Records shown
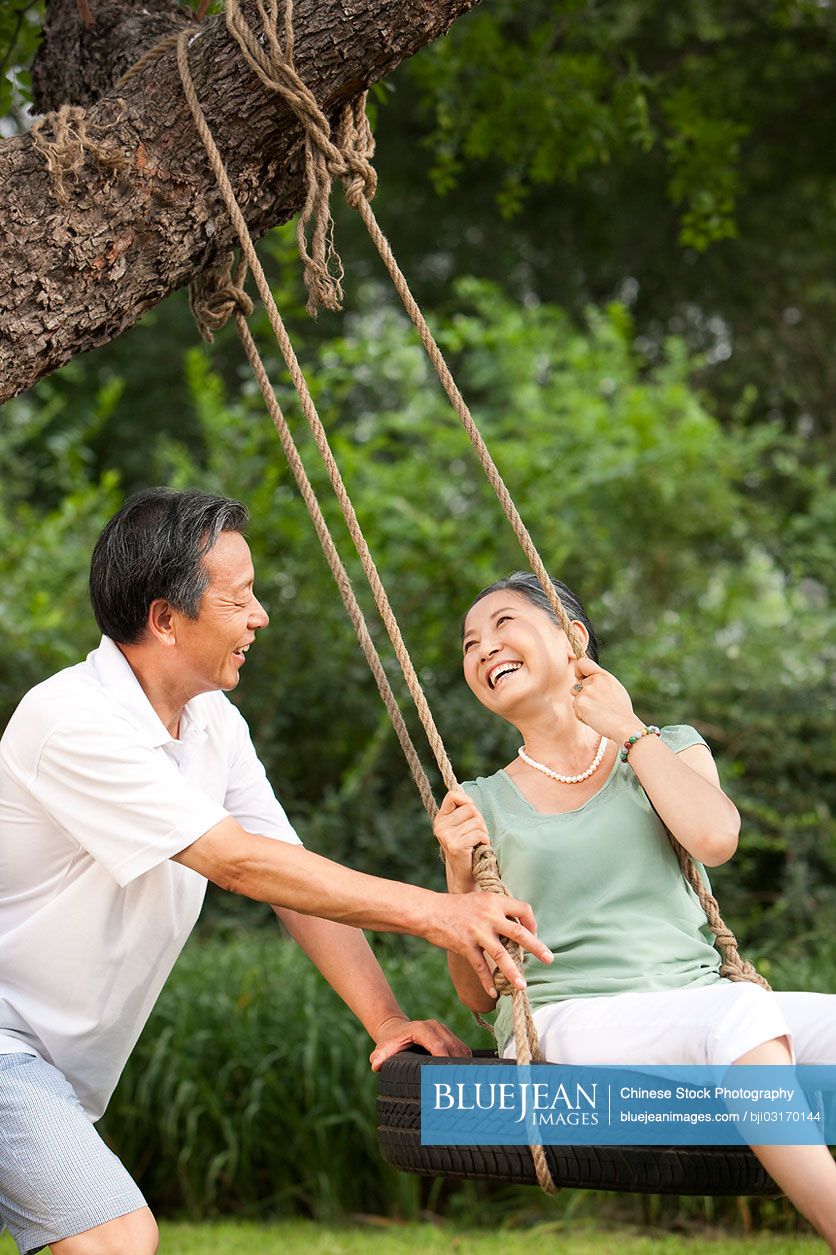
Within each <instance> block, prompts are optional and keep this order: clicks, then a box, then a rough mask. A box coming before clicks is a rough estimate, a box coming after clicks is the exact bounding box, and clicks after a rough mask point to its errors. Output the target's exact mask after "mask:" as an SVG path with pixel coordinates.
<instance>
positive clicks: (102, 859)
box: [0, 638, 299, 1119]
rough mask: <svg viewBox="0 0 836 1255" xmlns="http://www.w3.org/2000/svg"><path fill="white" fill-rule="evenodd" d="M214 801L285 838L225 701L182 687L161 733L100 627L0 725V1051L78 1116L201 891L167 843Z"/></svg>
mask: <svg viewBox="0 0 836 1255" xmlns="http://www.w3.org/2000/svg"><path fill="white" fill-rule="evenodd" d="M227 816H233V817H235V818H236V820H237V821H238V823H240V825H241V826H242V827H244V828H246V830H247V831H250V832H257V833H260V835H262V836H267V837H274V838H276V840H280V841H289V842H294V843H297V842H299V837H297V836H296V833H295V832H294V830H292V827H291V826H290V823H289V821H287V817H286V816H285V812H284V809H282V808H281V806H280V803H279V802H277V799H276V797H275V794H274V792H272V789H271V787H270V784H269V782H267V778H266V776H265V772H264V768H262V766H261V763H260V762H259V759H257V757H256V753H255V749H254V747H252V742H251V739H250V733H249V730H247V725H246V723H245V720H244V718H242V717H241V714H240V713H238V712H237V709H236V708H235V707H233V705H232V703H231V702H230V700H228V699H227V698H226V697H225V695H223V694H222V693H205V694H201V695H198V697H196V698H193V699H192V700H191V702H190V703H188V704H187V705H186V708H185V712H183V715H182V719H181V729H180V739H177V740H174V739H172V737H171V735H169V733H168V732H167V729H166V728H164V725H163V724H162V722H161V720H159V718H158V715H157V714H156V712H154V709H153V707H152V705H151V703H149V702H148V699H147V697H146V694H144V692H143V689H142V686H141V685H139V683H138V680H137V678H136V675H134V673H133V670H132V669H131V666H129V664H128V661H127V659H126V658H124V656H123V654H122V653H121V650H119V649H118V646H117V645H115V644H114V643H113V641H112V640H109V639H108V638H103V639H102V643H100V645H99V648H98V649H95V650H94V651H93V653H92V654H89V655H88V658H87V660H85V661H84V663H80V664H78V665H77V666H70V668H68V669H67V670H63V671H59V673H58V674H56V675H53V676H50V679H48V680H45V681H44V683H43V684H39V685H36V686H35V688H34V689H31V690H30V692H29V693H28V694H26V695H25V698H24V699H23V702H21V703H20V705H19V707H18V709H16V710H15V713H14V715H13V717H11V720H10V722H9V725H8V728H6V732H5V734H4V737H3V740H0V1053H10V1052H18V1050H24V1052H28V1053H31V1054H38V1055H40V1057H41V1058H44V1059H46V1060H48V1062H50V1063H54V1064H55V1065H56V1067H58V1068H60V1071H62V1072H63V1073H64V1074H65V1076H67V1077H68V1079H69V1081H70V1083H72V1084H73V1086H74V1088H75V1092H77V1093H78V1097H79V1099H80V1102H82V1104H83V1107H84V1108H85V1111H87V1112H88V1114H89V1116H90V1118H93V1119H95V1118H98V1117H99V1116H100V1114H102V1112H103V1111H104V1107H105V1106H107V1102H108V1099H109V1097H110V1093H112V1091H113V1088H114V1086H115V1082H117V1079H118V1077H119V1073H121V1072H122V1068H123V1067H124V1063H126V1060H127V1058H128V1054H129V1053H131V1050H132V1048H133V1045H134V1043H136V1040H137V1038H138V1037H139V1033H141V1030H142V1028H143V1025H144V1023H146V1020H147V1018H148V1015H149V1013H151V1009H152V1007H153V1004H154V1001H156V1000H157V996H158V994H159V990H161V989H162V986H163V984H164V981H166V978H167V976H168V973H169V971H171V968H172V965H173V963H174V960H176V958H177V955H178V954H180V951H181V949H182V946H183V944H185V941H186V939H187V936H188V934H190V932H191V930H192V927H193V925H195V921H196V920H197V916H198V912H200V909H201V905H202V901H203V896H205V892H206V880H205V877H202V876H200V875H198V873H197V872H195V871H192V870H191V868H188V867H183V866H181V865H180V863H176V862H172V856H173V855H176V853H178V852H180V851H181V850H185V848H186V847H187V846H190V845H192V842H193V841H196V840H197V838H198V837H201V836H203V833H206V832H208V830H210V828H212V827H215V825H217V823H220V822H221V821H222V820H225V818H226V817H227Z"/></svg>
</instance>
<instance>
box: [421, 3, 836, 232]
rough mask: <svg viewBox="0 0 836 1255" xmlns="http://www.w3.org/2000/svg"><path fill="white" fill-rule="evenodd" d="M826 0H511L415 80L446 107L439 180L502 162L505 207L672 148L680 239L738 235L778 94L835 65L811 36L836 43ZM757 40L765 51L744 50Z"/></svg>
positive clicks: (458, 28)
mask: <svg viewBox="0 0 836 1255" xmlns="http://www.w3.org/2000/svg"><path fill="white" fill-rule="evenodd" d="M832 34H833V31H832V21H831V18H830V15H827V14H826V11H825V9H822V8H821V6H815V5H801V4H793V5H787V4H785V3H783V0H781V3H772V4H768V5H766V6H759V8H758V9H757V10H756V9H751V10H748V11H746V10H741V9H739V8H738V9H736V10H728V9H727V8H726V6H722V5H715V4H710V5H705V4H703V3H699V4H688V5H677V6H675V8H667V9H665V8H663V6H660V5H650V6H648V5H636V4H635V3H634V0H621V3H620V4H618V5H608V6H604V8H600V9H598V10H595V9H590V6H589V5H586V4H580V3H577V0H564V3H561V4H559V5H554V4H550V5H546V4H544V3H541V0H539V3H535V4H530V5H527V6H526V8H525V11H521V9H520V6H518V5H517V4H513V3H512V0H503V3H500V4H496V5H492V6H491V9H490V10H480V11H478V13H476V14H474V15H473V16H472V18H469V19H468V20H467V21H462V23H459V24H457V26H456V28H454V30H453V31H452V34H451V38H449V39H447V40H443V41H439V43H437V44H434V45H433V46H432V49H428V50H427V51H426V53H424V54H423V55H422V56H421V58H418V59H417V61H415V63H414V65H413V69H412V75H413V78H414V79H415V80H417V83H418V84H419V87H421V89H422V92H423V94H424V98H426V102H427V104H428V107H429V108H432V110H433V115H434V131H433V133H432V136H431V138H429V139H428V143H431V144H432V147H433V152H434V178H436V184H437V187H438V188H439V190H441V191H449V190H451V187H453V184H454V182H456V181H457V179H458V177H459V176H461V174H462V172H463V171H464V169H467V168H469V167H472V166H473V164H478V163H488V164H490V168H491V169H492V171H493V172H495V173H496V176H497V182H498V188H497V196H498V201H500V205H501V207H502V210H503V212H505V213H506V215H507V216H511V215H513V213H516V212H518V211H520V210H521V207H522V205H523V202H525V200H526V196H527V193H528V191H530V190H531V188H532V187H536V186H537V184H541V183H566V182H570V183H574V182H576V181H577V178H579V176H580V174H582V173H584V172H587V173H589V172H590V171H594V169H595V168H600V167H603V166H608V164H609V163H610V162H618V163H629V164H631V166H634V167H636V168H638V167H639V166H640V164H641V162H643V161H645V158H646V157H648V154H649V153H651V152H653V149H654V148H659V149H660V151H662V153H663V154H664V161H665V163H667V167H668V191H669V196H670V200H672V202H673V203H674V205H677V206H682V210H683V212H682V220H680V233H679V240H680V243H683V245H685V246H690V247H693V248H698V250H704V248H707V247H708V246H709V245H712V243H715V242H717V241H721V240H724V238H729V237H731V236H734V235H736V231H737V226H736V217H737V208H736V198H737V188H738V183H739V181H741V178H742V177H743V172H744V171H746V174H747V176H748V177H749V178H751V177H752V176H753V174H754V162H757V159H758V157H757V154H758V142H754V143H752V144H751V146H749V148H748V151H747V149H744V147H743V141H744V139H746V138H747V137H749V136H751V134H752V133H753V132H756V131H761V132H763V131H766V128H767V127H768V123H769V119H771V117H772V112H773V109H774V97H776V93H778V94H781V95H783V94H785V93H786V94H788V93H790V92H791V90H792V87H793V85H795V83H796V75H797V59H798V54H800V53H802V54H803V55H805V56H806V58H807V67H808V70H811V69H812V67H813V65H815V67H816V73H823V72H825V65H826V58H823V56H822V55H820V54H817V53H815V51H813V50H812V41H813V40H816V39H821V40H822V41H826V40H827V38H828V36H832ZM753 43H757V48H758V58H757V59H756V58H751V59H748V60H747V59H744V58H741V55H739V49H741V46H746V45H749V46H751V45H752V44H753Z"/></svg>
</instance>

To do
Nothing but the lines from the first line of the data through the line with "box: [0, 638, 299, 1119]" belongs in the answer, copied exactly and without pictures.

Exercise solution
Within each <instance> block, prompts are optional and keep this order: clicks, then a box, then a rough mask. A box coming before clicks is a rough estimate, a box coming after clicks is the exact bounding box, and clicks after a rough mask point to its errors. Output the target's exact mask after "mask:" as an SVG path with pixel coordinates.
<instance>
positive clicks: (102, 859)
box: [0, 638, 299, 1119]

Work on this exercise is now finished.